** WORK INSTRUCTIONS **
Each line below should be quoted exactly, please.

Coordinate labeling data:
>> START

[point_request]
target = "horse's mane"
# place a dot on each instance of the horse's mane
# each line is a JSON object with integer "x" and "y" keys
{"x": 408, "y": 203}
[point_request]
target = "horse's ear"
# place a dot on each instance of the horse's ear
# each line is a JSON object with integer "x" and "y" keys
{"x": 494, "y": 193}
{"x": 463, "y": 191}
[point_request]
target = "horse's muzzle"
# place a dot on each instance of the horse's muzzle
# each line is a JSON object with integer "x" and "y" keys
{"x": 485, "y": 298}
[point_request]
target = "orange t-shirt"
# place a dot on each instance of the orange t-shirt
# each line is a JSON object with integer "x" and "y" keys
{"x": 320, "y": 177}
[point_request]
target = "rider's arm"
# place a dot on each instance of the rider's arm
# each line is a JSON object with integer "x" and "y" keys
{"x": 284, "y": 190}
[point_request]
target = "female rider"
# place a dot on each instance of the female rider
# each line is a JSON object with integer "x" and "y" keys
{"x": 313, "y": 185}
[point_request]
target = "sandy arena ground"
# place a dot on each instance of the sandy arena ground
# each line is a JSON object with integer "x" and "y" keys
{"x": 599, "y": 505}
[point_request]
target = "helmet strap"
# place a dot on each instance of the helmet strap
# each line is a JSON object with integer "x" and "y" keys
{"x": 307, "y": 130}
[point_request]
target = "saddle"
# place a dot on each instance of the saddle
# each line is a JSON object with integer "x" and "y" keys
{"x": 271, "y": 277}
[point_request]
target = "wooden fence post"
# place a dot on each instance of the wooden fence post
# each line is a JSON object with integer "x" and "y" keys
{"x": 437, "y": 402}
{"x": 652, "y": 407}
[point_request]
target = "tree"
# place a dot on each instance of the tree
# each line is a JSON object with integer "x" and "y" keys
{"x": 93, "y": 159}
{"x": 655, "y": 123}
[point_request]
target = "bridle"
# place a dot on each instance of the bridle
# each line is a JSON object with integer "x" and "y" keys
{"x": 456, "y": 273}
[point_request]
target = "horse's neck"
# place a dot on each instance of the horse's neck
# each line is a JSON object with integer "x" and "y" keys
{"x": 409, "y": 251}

>> END

** ANSWER FOR THIS EXERCISE **
[point_request]
target = "horse's mane"
# place a dot on each instance of the horse's mane
# each line is a JSON object with integer "x" and "y" keys
{"x": 408, "y": 203}
[point_request]
target = "horse's ear"
# place a dot on each instance of the horse's ear
# each line is a JSON object with integer "x" and "y" keys
{"x": 494, "y": 193}
{"x": 463, "y": 191}
[point_request]
target = "horse's muzzle"
# place a dot on each instance of the horse's muzzle
# each line is a JSON object with integer "x" and "y" keys
{"x": 485, "y": 298}
[point_request]
target = "orange t-shirt"
# place a dot on each instance of the orange t-shirt
# each line is a JSON object with integer "x" and "y" keys
{"x": 320, "y": 177}
[point_request]
target = "rider's arm"
# place a dot on each instance of the rider's arm
# each line is a JSON object with integer "x" and "y" keys
{"x": 284, "y": 190}
[point_request]
target = "female rider"
# place a dot on each instance of the female rider
# each line is a JSON object with integer "x" and "y" keys
{"x": 313, "y": 185}
[point_request]
target = "sandy arena ground"
# place a dot on each instance of the sandy arena ground
# each line is a JSON object with integer "x" and "y" keys
{"x": 599, "y": 505}
[point_request]
target = "helmet strap"
# place a dot on each instance of the helmet strap
# each line is a JSON object with integer "x" and "y" keys
{"x": 307, "y": 130}
[point_request]
target = "saddle"
# place a dot on each instance of the saddle
# each line is a JSON object with integer "x" and "y" keys
{"x": 271, "y": 277}
[point_request]
target = "wooden fence post"
# place a dot on each instance of the wooden fence post
# each line is a JSON object with integer "x" and "y" keys
{"x": 437, "y": 402}
{"x": 652, "y": 407}
[point_request]
target = "tree"
# place a dot on each instance of the tree
# each line is a JSON object with integer "x" and "y" keys
{"x": 93, "y": 159}
{"x": 655, "y": 123}
[point_request]
target = "bridle"
# place a dot on each instance of the bridle
# each line is a JSON object with integer "x" and "y" keys
{"x": 456, "y": 273}
[point_request]
target = "horse's neck"
# place a dot on each instance of the horse's neck
# each line is a JSON object with integer "x" and "y" keys
{"x": 409, "y": 251}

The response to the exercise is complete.